**What to produce**
Copy each of the rows below word for word, omitting the pictures.
BEGIN The data
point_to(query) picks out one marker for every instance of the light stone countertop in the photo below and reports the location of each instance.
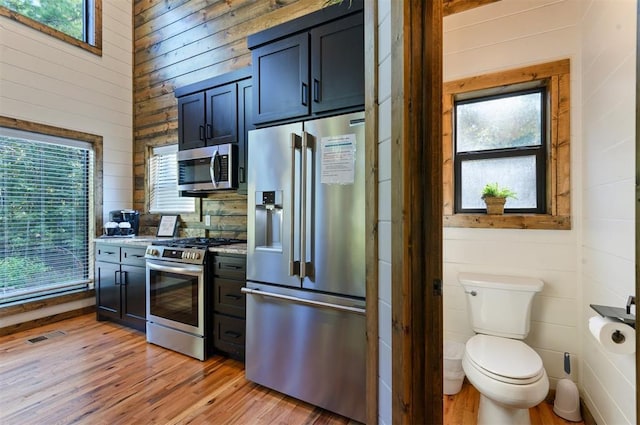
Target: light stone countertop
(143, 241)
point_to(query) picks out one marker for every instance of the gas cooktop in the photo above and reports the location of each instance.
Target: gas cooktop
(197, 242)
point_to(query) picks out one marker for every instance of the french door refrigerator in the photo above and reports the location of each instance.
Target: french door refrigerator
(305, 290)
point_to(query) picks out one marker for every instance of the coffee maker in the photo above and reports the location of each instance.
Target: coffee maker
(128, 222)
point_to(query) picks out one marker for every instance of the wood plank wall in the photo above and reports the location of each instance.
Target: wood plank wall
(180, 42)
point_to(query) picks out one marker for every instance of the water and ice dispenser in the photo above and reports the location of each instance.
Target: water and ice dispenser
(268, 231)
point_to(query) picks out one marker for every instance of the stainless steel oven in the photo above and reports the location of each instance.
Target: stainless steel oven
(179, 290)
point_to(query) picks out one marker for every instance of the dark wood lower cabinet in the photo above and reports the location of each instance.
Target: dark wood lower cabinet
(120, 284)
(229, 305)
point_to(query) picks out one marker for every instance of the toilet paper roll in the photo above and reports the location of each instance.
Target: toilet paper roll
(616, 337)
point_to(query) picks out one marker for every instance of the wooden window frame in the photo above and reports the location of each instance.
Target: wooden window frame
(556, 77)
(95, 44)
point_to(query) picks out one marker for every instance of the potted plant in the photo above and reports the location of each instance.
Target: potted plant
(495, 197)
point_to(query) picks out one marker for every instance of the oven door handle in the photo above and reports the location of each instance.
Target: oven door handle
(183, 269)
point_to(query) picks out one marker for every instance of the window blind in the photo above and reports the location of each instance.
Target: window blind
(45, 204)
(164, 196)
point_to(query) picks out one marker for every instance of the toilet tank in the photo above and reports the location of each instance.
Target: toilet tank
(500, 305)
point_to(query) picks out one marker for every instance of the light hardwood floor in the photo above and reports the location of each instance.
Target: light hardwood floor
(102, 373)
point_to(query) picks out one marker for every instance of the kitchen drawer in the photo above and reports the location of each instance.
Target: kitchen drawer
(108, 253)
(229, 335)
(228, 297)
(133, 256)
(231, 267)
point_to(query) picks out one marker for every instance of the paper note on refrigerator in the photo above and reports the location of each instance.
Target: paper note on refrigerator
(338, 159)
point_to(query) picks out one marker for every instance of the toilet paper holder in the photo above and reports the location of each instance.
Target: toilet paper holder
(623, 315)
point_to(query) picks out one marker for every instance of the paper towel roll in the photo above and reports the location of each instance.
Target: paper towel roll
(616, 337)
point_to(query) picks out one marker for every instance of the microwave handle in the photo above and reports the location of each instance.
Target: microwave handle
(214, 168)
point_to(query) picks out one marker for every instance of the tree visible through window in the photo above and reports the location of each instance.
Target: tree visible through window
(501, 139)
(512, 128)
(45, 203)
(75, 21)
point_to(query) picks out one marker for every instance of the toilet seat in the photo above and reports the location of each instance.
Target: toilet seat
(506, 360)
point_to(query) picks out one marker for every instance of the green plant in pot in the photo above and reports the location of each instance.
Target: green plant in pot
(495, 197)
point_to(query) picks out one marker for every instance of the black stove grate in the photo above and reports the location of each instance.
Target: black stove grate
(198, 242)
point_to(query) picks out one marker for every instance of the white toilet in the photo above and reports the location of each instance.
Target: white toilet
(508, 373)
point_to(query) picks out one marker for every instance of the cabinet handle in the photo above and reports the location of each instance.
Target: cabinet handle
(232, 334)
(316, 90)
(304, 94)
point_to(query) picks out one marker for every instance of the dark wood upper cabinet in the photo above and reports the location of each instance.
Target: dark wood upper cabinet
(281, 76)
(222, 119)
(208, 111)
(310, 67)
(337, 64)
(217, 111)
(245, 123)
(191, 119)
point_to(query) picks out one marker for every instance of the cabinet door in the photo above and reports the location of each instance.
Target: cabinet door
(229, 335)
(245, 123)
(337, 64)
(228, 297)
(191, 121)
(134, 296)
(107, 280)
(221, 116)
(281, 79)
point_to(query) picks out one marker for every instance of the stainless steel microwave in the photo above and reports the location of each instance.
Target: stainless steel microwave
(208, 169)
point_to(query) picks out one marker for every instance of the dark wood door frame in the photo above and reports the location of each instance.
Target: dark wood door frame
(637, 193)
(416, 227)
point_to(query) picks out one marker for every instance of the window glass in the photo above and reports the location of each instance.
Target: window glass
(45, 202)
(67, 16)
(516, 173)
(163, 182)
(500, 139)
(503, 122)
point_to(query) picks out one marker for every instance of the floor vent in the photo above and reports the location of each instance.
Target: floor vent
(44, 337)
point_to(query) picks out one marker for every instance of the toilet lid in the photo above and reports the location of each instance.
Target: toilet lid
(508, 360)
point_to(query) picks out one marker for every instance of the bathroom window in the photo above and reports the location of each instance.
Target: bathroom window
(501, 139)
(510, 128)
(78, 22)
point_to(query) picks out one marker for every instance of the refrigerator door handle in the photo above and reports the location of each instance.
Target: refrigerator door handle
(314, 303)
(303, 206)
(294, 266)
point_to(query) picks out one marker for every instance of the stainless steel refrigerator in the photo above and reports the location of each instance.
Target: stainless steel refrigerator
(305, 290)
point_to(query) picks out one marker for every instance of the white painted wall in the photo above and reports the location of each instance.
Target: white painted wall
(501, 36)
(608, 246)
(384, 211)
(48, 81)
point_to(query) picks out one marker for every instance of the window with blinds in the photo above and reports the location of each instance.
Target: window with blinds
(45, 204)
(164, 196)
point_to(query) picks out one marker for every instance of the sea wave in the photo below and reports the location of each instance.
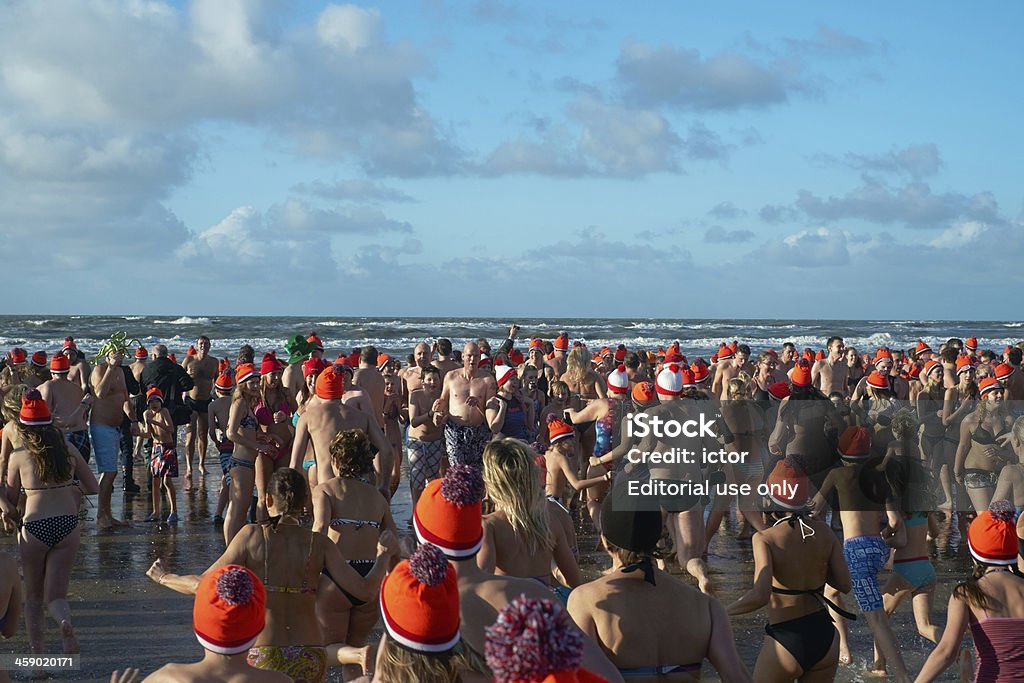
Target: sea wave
END The data
**Task output**
point_to(query) picks out one marker for every instance of the light stone countertop in the photo below and reports the location of each instance.
Target: light stone countertop
(143, 241)
point_to(query) picks out one marker for every instance of the gas cooktop in the photo above and reports the location of each instance.
Target: gas cooktop
(197, 242)
point_to(query) picks out one marker for every instance of the french door refrigerator in the photo above and reports the location of each instance.
Target: french door refrigerator
(305, 290)
point_to(query) picks out one marker for every instance of the coffee maker in the photo above and reports the location of each instance.
Target: coffee maker
(128, 222)
point_to(query) picks out one marker for every instance of the wood plank wall in the photo above and reports the location of each instance.
Target: wood plank wall
(180, 42)
point_to(query) picks out one marker for every instance of the water and ice dispenser in the photo above and reports the location of each instance.
Target: water and ice dispenser
(268, 231)
point_to(query) picks out one marker for every instance of the stainless steel oven in the photo above and reports the location of each instance.
Target: stainless steel oven
(179, 290)
point_to(query) picks out one marker for every instance of the dark wood lower cabinet in the photo above and reports the location of each instance.
Target: dark wood lower cabinet
(120, 284)
(229, 305)
point_to(query) picks out one marker for every instance of the toilet paper roll in the photo above and reports the location of each instance.
Target: toilet paper roll
(616, 337)
point_to(query) picks out one marker for every instance of the wooden window frame in the photo above and reports the location of each instance.
Target: wooden window frame
(556, 77)
(95, 44)
point_to(query) picks out one marker for every instance of the potted plant in the photo above and reports the location of each instance.
Target: potted plant
(495, 197)
point_to(query) picks out one marker for every instance of the oven door handle in the photo above and reports the location of each instance.
Target: oven door handle
(183, 269)
point_to(query) picks out one marker for every instance of the window blind in the photo above and reports the location of each instance.
Target: window blind
(45, 204)
(164, 196)
point_to(query) picks out one marker for every instance of the toilet tank in the photo above and reports the location of each instance.
Target: toilet tank
(500, 305)
point_to(query) picks out one marker for every instance of the light hardwood floor in the photo above and reports the location of each instance.
Target: light hardwood floor
(102, 373)
point_to(query) picks out one marker for every instance of the kitchen drawer in the photo above and reports the location of each instance.
Target: kitchen drawer
(108, 253)
(229, 335)
(228, 297)
(133, 256)
(231, 267)
point_to(query) picks out one marker for every instance of the paper note on refrigerator in the photo above and reports the location of each instance.
Target: paper note on refrigerator
(338, 159)
point_to(query) picks out one marker for every instance of the toilet paper holder in the photo above and reports the location of each instance.
Target: toilet paper holder
(623, 315)
point_to(query) picks out one marker for every instance of the paper towel roll in the photo above and reports the location of each instance.
Target: paper towel roll
(616, 337)
point_to(query) picks out one marker for every instance of the microwave handle in the photo above and reports the location of each instance.
Target: microwave handle
(214, 168)
point_to(query) picks out one marker for every instance of the tree visible through window in the photo above and reports the location of each instance.
Target: tree visible through window
(501, 139)
(512, 128)
(45, 203)
(75, 21)
point_to(query) picks out one marker for every instance of the toilet seat in the photo above and reports the location of each instance.
Target: toilet seat
(506, 360)
point_to(query) picks out one marker for every instance of the green plant in pot in the photo above and reports the location of each instance.
Target: green plant in pot
(495, 197)
point_to(query) picks out one marker for every instance of the black stove grate in the photo above and reports the location of each instance.
Target: black stove grate
(198, 242)
point_to(query) picks out one marker for every instance of the white toilet in the photo above and reports the location of each instance.
Target: white toilet
(508, 373)
point_to(query) picks out one marker for every instance of the cabinet handle in the photo above and reports the location of each instance.
Target: cabinet handle
(232, 334)
(316, 90)
(304, 94)
point_to(query) picks out one marker for every instance of the dark wood upper cabinet in the photo above and reports the location of each instance.
Target: dark wood upper cabinet
(281, 76)
(222, 119)
(208, 111)
(310, 67)
(337, 64)
(217, 111)
(245, 123)
(191, 119)
point_to(query) picks out one marker for every instance of the cabinet door in the photo above and reports the location of each instance.
Target: cabinet door
(229, 335)
(245, 123)
(337, 64)
(228, 297)
(191, 121)
(134, 296)
(107, 280)
(221, 116)
(281, 79)
point_to(query) picks out one marker for every instance of the stainless steel microwave in the photo above and reports the location of each instance.
Target: stainless steel microwave
(208, 169)
point_to(query) picks out one marker for every instance of the dark wood door frame in the photo above and reports the location of each instance.
Target: dark wood door frame
(637, 193)
(416, 227)
point_to(query) picks out one marker for every instance of the window glass in the photo above and reports the location of each instance.
Target: window glass
(45, 202)
(67, 16)
(516, 173)
(163, 182)
(500, 139)
(503, 122)
point_to(query) picks out one marker for every instance of the floor vent in the photo above and reports the location of each instance.
Target: floor vent
(44, 337)
point_to(query) picks out one marker for every instance of the toilet lid in the photo above and reports the location of each instance.
Target: toilet lid
(508, 360)
point_to(query) picks out one marker for every instance of the bathroom window in the photo above and reports the location of each instance.
Target: bathroom window
(501, 139)
(510, 128)
(78, 22)
point_to(query) picks out one marker for every instance of the refrigerator door handle in the photo above and reports the location of each instance.
Target: refrigerator door handle
(314, 303)
(303, 206)
(294, 266)
point_to(query) picks out one marker for every instance of the stainless steel refrigerator in the photo above and reports the location of each instance.
Target: stainless steel refrigerator
(305, 290)
point_to(query) picks out one marker for every instance of the white painted wall in the photo above and reports the location of each instance.
Target: white painted wall
(501, 36)
(608, 246)
(384, 211)
(48, 81)
point_to(query) picks out one marker for every instance of the window with blinds in the photo above and reports the location of each instance.
Target: window with blinds
(45, 204)
(164, 196)
point_to(query) picks out one marker for every instance of the sea wave in the photo below and reports the location of each instance.
Target: sea wave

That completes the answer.